PROBLEM DESCRIPTION:
Return, word for word, only the lines of the data below that lie between the line with "Target: lionfish striped body" and the line with "Target: underwater scene", those two lines included.

DATASET ENTRIES:
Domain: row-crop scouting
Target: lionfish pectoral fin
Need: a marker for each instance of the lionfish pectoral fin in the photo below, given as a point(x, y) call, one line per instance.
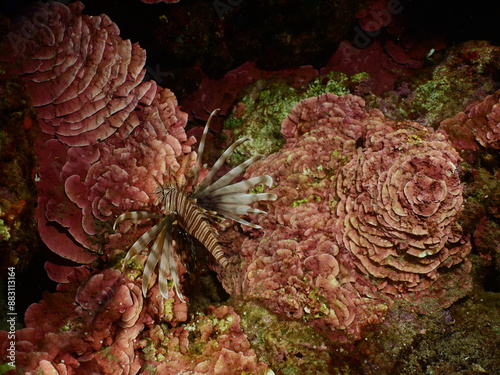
point(217, 165)
point(135, 216)
point(168, 267)
point(143, 241)
point(153, 258)
point(230, 176)
point(201, 146)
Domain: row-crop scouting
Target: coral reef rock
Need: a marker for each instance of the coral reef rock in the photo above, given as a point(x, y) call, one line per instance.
point(367, 212)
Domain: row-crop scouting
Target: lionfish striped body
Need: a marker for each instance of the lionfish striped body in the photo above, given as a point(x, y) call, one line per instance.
point(192, 213)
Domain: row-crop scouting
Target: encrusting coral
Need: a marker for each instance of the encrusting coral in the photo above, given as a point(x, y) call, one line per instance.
point(367, 210)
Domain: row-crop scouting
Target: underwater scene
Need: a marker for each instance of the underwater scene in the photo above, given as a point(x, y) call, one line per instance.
point(249, 187)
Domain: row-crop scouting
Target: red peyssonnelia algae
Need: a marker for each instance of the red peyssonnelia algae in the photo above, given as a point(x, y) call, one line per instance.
point(366, 209)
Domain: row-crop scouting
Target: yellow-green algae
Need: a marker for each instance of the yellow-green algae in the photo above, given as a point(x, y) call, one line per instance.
point(266, 103)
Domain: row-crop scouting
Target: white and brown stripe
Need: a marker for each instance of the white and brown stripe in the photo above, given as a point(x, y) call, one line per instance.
point(192, 213)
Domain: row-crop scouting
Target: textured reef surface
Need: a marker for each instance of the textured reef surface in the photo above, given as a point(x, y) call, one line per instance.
point(381, 254)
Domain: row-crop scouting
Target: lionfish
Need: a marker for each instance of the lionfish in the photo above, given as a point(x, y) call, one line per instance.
point(193, 212)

OUTPUT BELOW:
Target: lionfish striped body
Need: a marker for each instance of the lionfish striped body in the photo above, given as a point(x, y) call, one line per instance.
point(192, 213)
Domain: row-crop scouting
Target: encrusting coral
Need: a marker for each instance of the encrusting coral in the photo above, given as a point(x, y) call, one line per instance.
point(367, 210)
Domain: row-crop scouting
Target: underwater scene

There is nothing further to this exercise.